_What this exercise asks:_
[a] According to the shareholder letter, what share of the vote in favor does Irish law require for the proposal?
[b] Summarize the shareholder letter in two sentences.
[c] Using the shareholder letter, state whether each statement agrees with it, and quote the deciding words: (i) the extraordinary general meeting is set for August 1, 2023; (ii) without the proposed opt-out, the Board cannot issue the shares approved in May; (iii) Iterum has had a pre-emption rights opt-out since 2015.

_Text shown:_
Dear Iterum Shareholder,

An extraordinary general meeting of the shareholders (“EGM”) of Iterum Therapeutics plc (“Iterum”, “we”, “us” or “our”) is scheduled for August 1, 2023.

Our records indicate that we have not yet received your vote. Our board of directors unanimously recommends that you vote “FOR” the proposal outlined in the proxy statement that was previously sent to you (also available at www.proxyvote.com). Irish law requires that Iterum gets a super-majority vote of 75% in favor of this proposal.

The sole purpose of the proposal before the EGM is to extend the current pre-emption rights opt-out that Iterum has had since 2015 and to expand the opt-out to cover the additional shares authorized in May. I have enclosed with this letter a copy of the presentation made available to shareholders on our website summarizing the proposal to be put before the shareholders at the EGM.

Importance of Proposal

Iterum’s shareholders granted the company the authority to issue up to an additional 60,000,000 shares at the annual shareholders meeting held in May of this year. The Board can still issue these newly approved shares even without the proposed pre-emption rights opt-out. However, such an issuance would entail a more onerous, drawn out, costly process for Iterum, which would likely result in more dilution to shareholders.

_Provided information:_
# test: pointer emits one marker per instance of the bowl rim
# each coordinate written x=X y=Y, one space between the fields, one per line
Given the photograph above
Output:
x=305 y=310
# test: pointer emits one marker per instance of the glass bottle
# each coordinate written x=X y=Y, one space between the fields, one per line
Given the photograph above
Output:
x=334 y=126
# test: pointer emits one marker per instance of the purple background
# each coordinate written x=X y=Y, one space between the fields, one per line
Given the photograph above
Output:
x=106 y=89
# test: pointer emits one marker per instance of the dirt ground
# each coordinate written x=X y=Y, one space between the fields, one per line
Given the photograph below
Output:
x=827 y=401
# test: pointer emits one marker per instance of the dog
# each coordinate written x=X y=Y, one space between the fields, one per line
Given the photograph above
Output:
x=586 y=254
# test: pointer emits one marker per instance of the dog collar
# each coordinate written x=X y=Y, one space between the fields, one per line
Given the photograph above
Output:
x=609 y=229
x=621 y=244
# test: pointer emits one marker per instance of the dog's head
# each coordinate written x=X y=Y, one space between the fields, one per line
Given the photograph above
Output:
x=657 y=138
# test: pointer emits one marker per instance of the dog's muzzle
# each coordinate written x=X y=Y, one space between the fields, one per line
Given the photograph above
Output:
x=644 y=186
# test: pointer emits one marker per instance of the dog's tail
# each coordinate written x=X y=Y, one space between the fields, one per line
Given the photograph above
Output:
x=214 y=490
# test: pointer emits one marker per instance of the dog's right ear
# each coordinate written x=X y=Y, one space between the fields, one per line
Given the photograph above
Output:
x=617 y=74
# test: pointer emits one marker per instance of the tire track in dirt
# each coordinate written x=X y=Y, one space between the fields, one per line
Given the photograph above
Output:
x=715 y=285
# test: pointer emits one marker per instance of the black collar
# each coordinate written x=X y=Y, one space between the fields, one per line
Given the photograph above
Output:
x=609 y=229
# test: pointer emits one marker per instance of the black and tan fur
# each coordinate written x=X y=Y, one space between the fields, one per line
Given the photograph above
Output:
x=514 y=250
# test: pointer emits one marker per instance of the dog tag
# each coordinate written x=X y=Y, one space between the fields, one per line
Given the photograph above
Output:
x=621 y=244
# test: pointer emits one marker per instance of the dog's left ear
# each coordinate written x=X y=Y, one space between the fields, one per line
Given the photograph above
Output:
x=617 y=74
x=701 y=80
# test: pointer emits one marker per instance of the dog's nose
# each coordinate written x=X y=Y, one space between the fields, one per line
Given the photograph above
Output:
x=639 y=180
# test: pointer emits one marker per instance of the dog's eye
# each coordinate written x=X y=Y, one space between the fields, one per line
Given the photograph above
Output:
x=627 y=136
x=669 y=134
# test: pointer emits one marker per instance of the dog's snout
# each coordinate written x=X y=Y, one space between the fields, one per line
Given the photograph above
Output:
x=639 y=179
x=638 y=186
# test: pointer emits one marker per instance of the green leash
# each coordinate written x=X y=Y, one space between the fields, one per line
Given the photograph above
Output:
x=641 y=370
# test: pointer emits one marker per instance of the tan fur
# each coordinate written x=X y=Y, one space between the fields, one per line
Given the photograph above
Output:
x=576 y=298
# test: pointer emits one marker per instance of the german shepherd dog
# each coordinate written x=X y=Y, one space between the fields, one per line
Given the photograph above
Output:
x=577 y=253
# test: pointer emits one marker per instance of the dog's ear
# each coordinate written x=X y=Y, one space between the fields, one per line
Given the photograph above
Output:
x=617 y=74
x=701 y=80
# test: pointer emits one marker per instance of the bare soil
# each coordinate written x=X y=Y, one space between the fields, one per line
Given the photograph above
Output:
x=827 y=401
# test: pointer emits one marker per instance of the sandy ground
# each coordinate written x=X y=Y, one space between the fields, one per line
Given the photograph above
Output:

_Outputs for the tasks:_
[a] A super-majority vote of 75% in favor.

[b] Iterum Therapeutics plc has scheduled an extraordinary general meeting for August 1, 2023, and its board unanimously recommends a vote "FOR" a proposal that needs 75% support under Irish law. The proposal would extend the pre-emption rights opt-out Iterum has had since 2015 and expand it to cover the 60,000,000 additional shares authorized in May, because issuing those shares without it would be more onerous, costly and likely more dilutive.

[c]
(i) Yes: "is scheduled for August 1, 2023"
(ii) No: "The Board can still issue these newly approved shares even without the proposed pre-emption rights opt-out."
(iii) Yes: "the current pre-emption rights opt-out that Iterum has had since 2015"